*Records for this task*.
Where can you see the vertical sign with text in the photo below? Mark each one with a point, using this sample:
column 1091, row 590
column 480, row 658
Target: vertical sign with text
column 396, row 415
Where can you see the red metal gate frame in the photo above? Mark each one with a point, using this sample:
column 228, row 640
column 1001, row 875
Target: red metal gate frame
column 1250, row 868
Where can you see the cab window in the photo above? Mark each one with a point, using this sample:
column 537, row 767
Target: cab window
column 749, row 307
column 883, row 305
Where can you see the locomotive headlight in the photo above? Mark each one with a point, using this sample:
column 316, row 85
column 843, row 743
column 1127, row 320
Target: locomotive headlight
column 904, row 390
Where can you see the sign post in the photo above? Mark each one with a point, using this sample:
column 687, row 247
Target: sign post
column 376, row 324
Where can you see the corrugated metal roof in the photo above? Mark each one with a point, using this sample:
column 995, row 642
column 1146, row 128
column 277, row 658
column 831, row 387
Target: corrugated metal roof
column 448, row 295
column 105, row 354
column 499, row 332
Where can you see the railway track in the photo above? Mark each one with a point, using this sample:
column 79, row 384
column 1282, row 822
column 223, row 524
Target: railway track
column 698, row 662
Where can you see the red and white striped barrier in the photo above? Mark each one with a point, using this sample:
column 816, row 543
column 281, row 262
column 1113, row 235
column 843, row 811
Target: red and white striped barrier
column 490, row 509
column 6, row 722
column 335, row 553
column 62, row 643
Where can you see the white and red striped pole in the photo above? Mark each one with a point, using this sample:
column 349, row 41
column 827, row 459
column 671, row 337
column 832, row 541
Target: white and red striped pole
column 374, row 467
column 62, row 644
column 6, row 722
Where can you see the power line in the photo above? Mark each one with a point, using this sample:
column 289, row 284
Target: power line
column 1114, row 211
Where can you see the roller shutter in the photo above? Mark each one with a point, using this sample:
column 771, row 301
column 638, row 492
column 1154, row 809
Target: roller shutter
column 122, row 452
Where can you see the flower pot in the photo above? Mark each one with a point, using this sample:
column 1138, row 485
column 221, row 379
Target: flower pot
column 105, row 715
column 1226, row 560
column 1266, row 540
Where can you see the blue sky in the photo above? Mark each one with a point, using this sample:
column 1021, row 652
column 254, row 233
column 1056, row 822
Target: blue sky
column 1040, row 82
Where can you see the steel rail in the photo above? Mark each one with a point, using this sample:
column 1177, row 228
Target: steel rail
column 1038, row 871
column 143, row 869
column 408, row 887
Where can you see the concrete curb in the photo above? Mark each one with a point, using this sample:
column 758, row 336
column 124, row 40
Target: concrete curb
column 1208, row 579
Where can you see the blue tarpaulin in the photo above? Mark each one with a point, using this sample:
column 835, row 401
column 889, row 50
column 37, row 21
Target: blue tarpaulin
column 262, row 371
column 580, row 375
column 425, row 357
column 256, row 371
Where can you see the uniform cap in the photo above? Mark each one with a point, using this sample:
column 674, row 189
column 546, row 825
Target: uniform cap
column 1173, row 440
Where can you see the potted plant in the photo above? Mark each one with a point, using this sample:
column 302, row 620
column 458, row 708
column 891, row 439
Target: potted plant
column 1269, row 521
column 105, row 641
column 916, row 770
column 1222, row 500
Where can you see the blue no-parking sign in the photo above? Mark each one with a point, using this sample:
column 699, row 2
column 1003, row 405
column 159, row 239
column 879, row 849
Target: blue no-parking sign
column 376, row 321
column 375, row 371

*Task brief*.
Starting at the line that contains "Where can you see the roller" and stopping after the line that contains "column 1208, row 579", write out those lines of the records again with each "Target" swapped for "Label". Leave everything else unchanged.

*Exercise answer*.
Where can you see the roller shutter in the photo above? Mark each one with a point, using this sample:
column 771, row 301
column 638, row 492
column 1154, row 809
Label: roller shutter
column 122, row 452
Where can you see the flower pot in the photo above? Mark each one with a point, using this sample:
column 1138, row 485
column 221, row 379
Label: flower pot
column 105, row 715
column 1226, row 560
column 1266, row 540
Where can you see the blue sky in the photo above? Mark each one with a point, using this sample:
column 1021, row 652
column 254, row 233
column 1056, row 822
Label: blue sky
column 1040, row 82
Where can you see the steel rail in the photo above? Mark each one with a point, using this sample:
column 1177, row 228
Label: steel rail
column 1038, row 871
column 143, row 869
column 408, row 887
Where can you see the concrete curb in the photo above? Mark each one with a point, using this sample:
column 758, row 336
column 124, row 40
Label: concrete curb
column 1208, row 579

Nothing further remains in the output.